> [Текст страницы]
Джаз-бэнд, занесенный в книгу рекордов Гиннеса, выступил в Рязани
Когда на сцене джазовый биг-бэнд, праздник чувствуется в каждой детали: в блестящей меди труб и саксофонов, в проникновенном голосе солистки, в черных «бабочках» музыкантов и белоснежном концертном пиджаке маэстро. 12 марта такой праздник отгремел в Рязанской филармонии: на сцене концертного зала выступил знаменитый и старейший в России джазовый коллектив – Государственный камерный оркестр джазовой музыки имени Олега Лундстрема, а также специально приглашенная солистка, участница проекта «Голос» Мари Карне.
Хотя родиной джаза традиционно считаются заокеанские Штаты, самый долгоиграющий по версии книги рекордов Гиннеса джаз-бэнд, как ни удивительно, работает в России. Место рождения оркестра: русско-китайский Харбин – добавляет еще одну интернациональную нотку в эту великую джазовую история. Ну а если еще вспомнить, что прадед Олега Лундстрема приехал из Швеции, то корни и вовсе рискуют потеряться. Но как бы то ни было, коллектив, созданный в 1934 году Олегом Леонидовичем, дал начало целой школе отечественного джаза, которая удивляет и после ухода из жизни легендарного джазмена.

> [Исходные данные]
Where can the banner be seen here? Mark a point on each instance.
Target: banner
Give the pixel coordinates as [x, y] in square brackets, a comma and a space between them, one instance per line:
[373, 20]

> [Условия заданий]
A. Ответьте на вопросы по заметке о концерте оркестра Лундстрема, каждый ответ на отдельной строке:
(i) Какого числа оркестр выступил в Рязанской филармонии?
(ii) В каком городе родился оркестр?
(iii) В каком году Олег Леонидович создал коллектив?
B. Продолжите заметку о концерте оркестра Лундстрема с того места, где она заканчивается.

> [Ответы к заданиям]
A.
(i) 12 марта.
(ii) В Харбине.
(iii) В 1934 году.

B.
Сегодня традиции отца-основателя продолжает выдающийся музыкант Борис ФРУМКИН, возглавивший оркестр в 2007 году. Биография Бориса Фрумкина, именитого пианиста и композитора, – это еще одна страница в летописи отечественного джаза. И хотя Борис Михайлович общался весьма охотно, но даже самое откровенное интервью не ответит на все вопросы. Поэтому в сегодняшнем интервью «Новой» можно прочитать: нужно ли джазовому музыканту состояние противостояния, как изменилось отношение публики к джазу, чем хороша винтажная техника и почему не стоит менять прекрасное на хорошее.
Искусство импровизации
– Борис Михайлович, если говорить о временах вашей юности и о сегодняшнем дне, джаз вообще изменился?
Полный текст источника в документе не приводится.